══ Recorded data

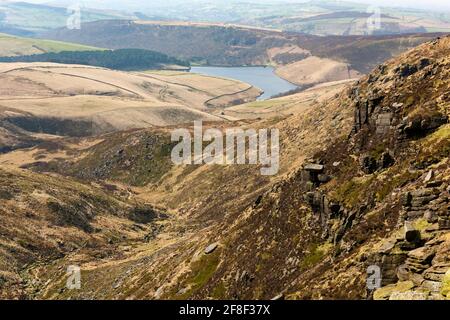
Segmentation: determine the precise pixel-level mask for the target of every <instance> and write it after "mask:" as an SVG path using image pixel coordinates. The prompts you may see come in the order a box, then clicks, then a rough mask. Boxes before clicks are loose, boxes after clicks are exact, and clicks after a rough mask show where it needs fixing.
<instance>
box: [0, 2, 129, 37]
mask: <svg viewBox="0 0 450 320" xmlns="http://www.w3.org/2000/svg"><path fill="white" fill-rule="evenodd" d="M71 14H72V12H71V10H69V9H68V8H67V7H54V6H49V5H43V4H32V3H27V2H7V3H0V32H6V33H11V34H15V35H20V36H29V35H32V34H33V33H36V32H42V31H45V30H50V29H53V28H59V27H63V26H66V25H67V20H68V19H69V17H70V16H71ZM80 18H81V21H82V22H88V21H96V20H103V19H134V18H136V17H135V16H134V15H133V14H126V13H121V12H117V11H110V10H98V9H89V8H85V7H82V8H81V16H80Z"/></svg>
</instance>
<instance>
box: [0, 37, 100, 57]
mask: <svg viewBox="0 0 450 320" xmlns="http://www.w3.org/2000/svg"><path fill="white" fill-rule="evenodd" d="M86 50H90V51H92V50H102V49H99V48H96V47H92V46H85V45H80V44H74V43H67V42H61V41H52V40H41V39H32V38H24V37H18V36H12V35H9V34H4V33H0V57H11V56H21V55H31V54H40V53H48V52H61V51H86Z"/></svg>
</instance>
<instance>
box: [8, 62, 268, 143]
mask: <svg viewBox="0 0 450 320" xmlns="http://www.w3.org/2000/svg"><path fill="white" fill-rule="evenodd" d="M0 79H1V81H2V87H1V88H0V97H1V98H0V99H1V100H0V112H1V118H2V119H3V121H7V122H8V123H10V124H11V125H14V126H17V127H20V128H22V129H24V130H26V131H30V132H35V133H46V134H53V135H68V136H86V135H93V134H99V133H105V132H112V131H117V130H127V129H132V128H146V127H152V126H164V125H173V124H180V123H184V122H191V121H193V120H197V119H198V120H206V121H222V120H223V119H222V118H221V117H220V116H214V115H211V114H209V113H208V112H209V109H211V108H214V107H224V106H228V105H233V104H237V103H239V102H246V101H253V100H255V99H256V98H257V97H258V96H259V95H260V94H261V91H260V90H259V89H257V88H255V87H253V86H252V85H249V84H246V83H243V82H239V81H235V80H227V79H221V78H214V77H207V76H202V75H196V74H190V73H176V72H175V73H164V72H155V73H152V72H148V73H130V72H128V73H127V72H120V71H113V70H109V69H103V68H95V67H88V66H80V65H62V64H52V63H30V64H27V63H11V64H9V63H4V64H0Z"/></svg>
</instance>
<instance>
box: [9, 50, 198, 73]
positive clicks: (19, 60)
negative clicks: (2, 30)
mask: <svg viewBox="0 0 450 320" xmlns="http://www.w3.org/2000/svg"><path fill="white" fill-rule="evenodd" d="M0 62H54V63H64V64H82V65H89V66H96V67H104V68H109V69H117V70H145V69H161V68H163V67H164V65H180V66H184V67H189V66H190V64H189V62H187V61H182V60H179V59H177V58H174V57H170V56H168V55H166V54H163V53H160V52H156V51H150V50H144V49H118V50H99V51H63V52H57V53H55V52H48V53H43V54H33V55H26V56H15V57H0Z"/></svg>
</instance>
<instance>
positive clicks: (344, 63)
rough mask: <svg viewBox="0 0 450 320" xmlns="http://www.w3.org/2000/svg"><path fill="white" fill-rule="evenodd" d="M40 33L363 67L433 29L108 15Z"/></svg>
mask: <svg viewBox="0 0 450 320" xmlns="http://www.w3.org/2000/svg"><path fill="white" fill-rule="evenodd" d="M42 37H43V38H46V39H54V40H64V41H71V42H74V43H82V44H86V45H96V46H101V47H105V48H110V49H119V48H141V49H149V50H154V51H158V52H162V53H165V54H168V55H170V56H174V57H178V58H181V59H183V60H189V61H192V62H196V63H200V64H208V65H219V66H243V65H266V64H275V65H286V64H290V63H294V62H298V61H301V60H303V59H305V58H308V57H310V56H314V57H319V58H324V59H331V60H334V62H335V63H338V65H339V63H341V64H345V65H348V69H349V70H356V71H358V72H360V73H366V72H368V71H370V70H371V69H372V68H373V67H375V66H376V65H378V64H379V63H382V62H383V61H385V60H386V59H389V58H391V57H393V56H394V55H396V54H399V53H401V52H403V51H406V50H408V49H410V48H413V47H415V46H417V45H418V44H420V43H423V42H425V41H428V40H430V39H432V38H434V37H435V35H433V34H418V35H403V36H402V35H398V36H374V37H371V36H360V37H357V36H350V37H333V36H329V37H318V36H312V35H306V34H299V33H293V32H281V31H280V30H267V29H262V28H261V29H258V28H252V27H246V26H239V25H232V24H212V23H209V24H208V23H186V22H176V21H175V22H158V21H120V20H113V21H97V22H90V23H85V24H83V28H82V30H68V29H65V28H61V29H57V30H53V31H50V32H46V33H43V34H42ZM318 66H319V67H320V65H318ZM347 78H348V74H346V75H345V78H338V79H333V80H343V79H347ZM287 79H288V80H289V79H290V78H287ZM293 82H295V81H293ZM321 82H325V81H324V80H322V81H321Z"/></svg>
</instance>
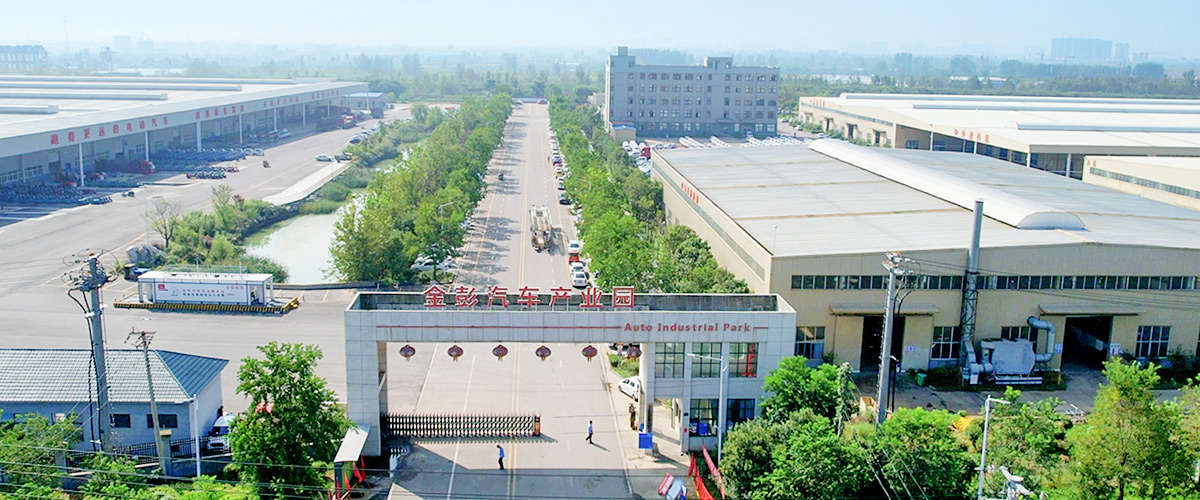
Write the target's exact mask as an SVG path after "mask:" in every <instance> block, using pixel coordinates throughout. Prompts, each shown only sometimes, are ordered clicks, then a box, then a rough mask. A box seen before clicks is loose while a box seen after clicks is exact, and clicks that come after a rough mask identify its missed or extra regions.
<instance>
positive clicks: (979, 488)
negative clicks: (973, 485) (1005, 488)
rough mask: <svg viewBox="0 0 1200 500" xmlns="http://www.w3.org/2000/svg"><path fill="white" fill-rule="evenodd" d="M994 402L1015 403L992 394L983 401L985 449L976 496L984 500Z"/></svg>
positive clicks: (983, 422) (976, 496)
mask: <svg viewBox="0 0 1200 500" xmlns="http://www.w3.org/2000/svg"><path fill="white" fill-rule="evenodd" d="M994 402H995V403H1000V404H1013V403H1010V402H1007V400H1004V399H1000V398H994V397H991V396H990V394H989V396H988V400H985V402H984V403H983V450H980V453H979V493H978V495H977V496H976V498H977V499H979V500H983V475H984V472H986V471H988V468H986V463H988V421H989V420H991V403H994Z"/></svg>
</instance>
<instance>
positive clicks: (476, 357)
mask: <svg viewBox="0 0 1200 500" xmlns="http://www.w3.org/2000/svg"><path fill="white" fill-rule="evenodd" d="M478 359H479V356H472V357H470V372H467V388H466V390H463V396H462V412H464V414H466V412H467V399H468V398H469V397H470V380H472V379H473V378H474V376H475V360H478ZM421 392H424V391H421ZM613 418H616V417H613ZM460 446H462V438H458V440H457V441H455V444H454V460H451V462H450V484H446V500H450V495H452V494H454V474H455V471H456V470H457V469H458V447H460Z"/></svg>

════

◆ Activity: Of the entries listed above, reproduce only the lines starting at the line containing "positive clicks: (19, 60)" and ending at the line containing "positive clicks: (344, 63)". Include both, exactly as they stand.

◆ Exercise solution:
positive clicks: (19, 60)
negative clicks: (2, 30)
mask: <svg viewBox="0 0 450 320" xmlns="http://www.w3.org/2000/svg"><path fill="white" fill-rule="evenodd" d="M0 62H54V63H64V64H82V65H89V66H96V67H104V68H109V69H117V70H145V69H161V68H163V67H164V65H180V66H184V67H189V66H190V64H189V62H187V61H182V60H179V59H177V58H174V57H170V56H168V55H166V54H163V53H160V52H156V51H150V50H144V49H118V50H99V51H63V52H57V53H55V52H48V53H43V54H33V55H26V56H15V57H0Z"/></svg>
</instance>
<instance>
positive clicks: (344, 63)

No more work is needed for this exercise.